Problem requirements
Copy out each line of the material that includes the word "parked".

Dataset records
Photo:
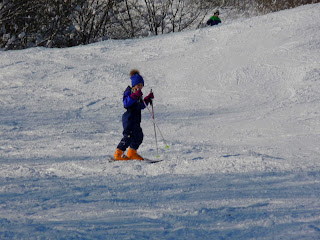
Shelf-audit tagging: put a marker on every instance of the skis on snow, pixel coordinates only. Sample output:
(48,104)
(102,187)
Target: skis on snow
(146,160)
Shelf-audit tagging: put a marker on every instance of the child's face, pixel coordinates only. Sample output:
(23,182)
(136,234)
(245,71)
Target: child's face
(138,86)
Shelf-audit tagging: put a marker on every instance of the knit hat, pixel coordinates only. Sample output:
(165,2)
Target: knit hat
(136,78)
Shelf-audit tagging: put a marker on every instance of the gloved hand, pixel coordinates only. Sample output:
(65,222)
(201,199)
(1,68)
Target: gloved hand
(136,95)
(149,98)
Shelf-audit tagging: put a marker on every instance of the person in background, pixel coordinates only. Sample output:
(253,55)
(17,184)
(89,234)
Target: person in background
(214,20)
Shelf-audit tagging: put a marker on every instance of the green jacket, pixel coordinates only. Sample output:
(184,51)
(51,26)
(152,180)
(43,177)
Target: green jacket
(214,18)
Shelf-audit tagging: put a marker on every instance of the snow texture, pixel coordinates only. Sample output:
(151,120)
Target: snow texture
(238,104)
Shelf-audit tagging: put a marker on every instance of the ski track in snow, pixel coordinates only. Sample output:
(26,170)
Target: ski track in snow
(238,104)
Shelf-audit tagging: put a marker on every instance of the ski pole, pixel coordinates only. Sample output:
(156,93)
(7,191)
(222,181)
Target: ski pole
(155,123)
(154,127)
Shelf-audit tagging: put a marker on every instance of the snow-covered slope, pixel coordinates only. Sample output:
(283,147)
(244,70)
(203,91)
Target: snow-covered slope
(238,104)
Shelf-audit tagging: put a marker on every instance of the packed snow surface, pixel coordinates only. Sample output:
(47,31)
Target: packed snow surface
(238,104)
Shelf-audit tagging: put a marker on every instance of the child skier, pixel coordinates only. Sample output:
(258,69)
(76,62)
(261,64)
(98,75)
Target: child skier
(132,132)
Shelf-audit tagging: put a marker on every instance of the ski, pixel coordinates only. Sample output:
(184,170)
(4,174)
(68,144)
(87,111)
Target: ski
(146,160)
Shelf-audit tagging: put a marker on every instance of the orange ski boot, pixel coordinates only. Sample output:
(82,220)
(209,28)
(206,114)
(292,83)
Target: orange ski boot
(119,155)
(133,155)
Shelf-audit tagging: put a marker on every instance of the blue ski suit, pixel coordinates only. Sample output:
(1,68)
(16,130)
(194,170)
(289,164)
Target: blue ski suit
(132,132)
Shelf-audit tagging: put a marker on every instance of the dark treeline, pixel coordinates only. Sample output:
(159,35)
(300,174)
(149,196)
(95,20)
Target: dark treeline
(65,23)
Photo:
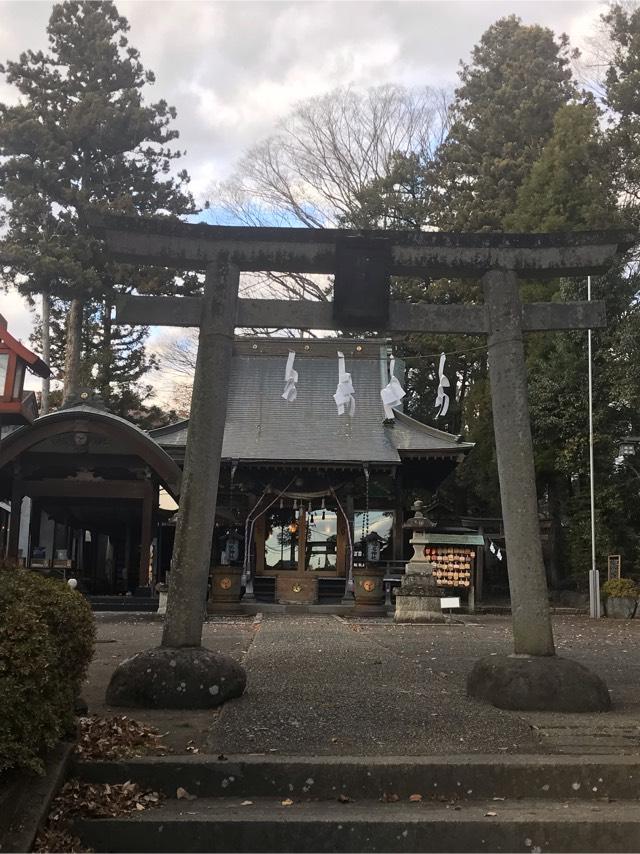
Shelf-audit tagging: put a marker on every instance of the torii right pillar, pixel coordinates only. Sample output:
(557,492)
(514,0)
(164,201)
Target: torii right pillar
(533,678)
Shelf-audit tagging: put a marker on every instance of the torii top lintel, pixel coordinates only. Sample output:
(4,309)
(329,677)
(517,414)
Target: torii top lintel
(362,263)
(171,243)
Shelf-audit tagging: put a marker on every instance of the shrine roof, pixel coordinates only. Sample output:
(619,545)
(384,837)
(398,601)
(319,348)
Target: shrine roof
(262,427)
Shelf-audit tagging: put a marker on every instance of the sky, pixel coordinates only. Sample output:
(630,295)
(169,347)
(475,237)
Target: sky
(233,69)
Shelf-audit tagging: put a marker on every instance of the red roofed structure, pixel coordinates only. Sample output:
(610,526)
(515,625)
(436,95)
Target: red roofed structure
(16,405)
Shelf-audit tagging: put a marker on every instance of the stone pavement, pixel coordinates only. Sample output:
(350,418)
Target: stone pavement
(331,686)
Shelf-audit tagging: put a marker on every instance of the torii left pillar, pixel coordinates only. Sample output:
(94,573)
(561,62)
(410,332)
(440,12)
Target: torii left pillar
(181,673)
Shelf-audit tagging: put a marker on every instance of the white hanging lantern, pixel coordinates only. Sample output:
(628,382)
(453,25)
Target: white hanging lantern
(373,547)
(344,396)
(290,392)
(392,393)
(442,398)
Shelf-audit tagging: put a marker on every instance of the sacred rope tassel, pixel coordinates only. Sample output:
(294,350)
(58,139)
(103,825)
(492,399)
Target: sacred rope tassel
(392,393)
(344,396)
(442,400)
(290,379)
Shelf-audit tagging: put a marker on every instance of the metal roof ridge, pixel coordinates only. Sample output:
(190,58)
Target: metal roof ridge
(421,427)
(169,428)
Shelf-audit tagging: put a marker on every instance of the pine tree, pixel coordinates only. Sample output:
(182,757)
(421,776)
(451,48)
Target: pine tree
(80,141)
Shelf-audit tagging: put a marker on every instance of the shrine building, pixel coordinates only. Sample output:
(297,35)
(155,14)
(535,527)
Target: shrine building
(306,496)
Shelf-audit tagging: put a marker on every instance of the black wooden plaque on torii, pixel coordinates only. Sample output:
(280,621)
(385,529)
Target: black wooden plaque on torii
(362,263)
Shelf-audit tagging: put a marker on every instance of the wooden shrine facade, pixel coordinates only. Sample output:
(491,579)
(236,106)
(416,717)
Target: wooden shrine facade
(301,487)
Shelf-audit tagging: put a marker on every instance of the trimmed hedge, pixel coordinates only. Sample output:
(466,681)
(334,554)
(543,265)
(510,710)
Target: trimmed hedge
(620,587)
(47,634)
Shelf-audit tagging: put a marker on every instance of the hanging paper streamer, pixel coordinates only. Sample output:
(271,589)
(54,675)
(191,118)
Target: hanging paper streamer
(392,393)
(344,396)
(290,379)
(442,400)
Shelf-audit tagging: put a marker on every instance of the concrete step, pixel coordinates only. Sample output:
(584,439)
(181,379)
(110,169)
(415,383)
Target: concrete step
(265,825)
(467,777)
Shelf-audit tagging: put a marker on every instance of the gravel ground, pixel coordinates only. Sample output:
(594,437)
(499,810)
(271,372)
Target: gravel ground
(327,685)
(121,636)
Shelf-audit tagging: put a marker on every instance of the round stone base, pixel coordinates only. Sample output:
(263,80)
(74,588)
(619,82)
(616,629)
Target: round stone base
(184,678)
(537,684)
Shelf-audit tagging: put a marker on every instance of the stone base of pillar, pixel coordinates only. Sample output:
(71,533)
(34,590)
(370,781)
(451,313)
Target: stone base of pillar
(537,684)
(417,600)
(183,678)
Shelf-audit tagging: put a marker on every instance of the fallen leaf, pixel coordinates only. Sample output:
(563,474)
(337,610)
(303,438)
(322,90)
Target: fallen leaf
(182,794)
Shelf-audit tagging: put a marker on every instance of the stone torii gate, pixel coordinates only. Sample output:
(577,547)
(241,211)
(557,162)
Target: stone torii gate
(362,263)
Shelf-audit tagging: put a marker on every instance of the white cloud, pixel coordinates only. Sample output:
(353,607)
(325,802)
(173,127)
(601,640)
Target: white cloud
(233,69)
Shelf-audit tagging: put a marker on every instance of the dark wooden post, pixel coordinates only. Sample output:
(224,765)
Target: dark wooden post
(532,633)
(17,495)
(398,530)
(198,495)
(145,535)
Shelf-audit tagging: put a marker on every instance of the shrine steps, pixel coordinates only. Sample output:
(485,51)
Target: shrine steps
(468,803)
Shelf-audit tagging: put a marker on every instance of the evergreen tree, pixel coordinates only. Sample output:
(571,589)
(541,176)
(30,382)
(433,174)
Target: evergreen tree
(502,117)
(80,141)
(570,186)
(622,98)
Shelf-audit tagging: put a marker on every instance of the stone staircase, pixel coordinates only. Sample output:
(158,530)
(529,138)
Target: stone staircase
(249,803)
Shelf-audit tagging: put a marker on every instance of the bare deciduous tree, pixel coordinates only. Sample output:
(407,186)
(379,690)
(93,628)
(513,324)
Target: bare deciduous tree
(316,168)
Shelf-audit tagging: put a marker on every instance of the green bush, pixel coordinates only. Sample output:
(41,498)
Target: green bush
(47,634)
(619,587)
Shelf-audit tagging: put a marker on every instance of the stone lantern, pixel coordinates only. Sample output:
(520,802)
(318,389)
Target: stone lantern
(417,599)
(16,405)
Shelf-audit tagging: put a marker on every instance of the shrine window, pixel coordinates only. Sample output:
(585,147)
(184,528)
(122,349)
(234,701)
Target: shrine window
(321,541)
(380,522)
(281,540)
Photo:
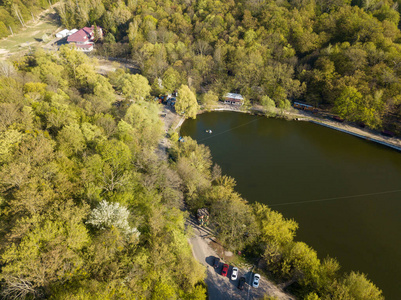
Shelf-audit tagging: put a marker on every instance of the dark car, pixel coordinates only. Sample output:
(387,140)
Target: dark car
(241,283)
(216,262)
(225,270)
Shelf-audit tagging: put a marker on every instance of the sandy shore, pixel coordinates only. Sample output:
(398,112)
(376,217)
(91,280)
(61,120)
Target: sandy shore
(299,115)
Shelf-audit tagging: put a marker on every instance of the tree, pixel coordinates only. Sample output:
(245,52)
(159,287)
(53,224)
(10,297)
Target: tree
(209,99)
(135,87)
(274,228)
(108,215)
(71,140)
(171,80)
(269,105)
(186,103)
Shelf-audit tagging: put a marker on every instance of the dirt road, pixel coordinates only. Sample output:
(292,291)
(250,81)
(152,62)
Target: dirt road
(223,288)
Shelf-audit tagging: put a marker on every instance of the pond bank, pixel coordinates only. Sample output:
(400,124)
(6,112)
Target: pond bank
(292,114)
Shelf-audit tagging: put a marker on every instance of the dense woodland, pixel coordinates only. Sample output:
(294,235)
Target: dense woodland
(89,211)
(337,55)
(15,14)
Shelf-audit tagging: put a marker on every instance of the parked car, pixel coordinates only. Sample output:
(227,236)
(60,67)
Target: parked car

Answer space
Shelf-audit tagging: put a marker on every instance of the parked car, pixel coordinates only. Sample output:
Target: parked car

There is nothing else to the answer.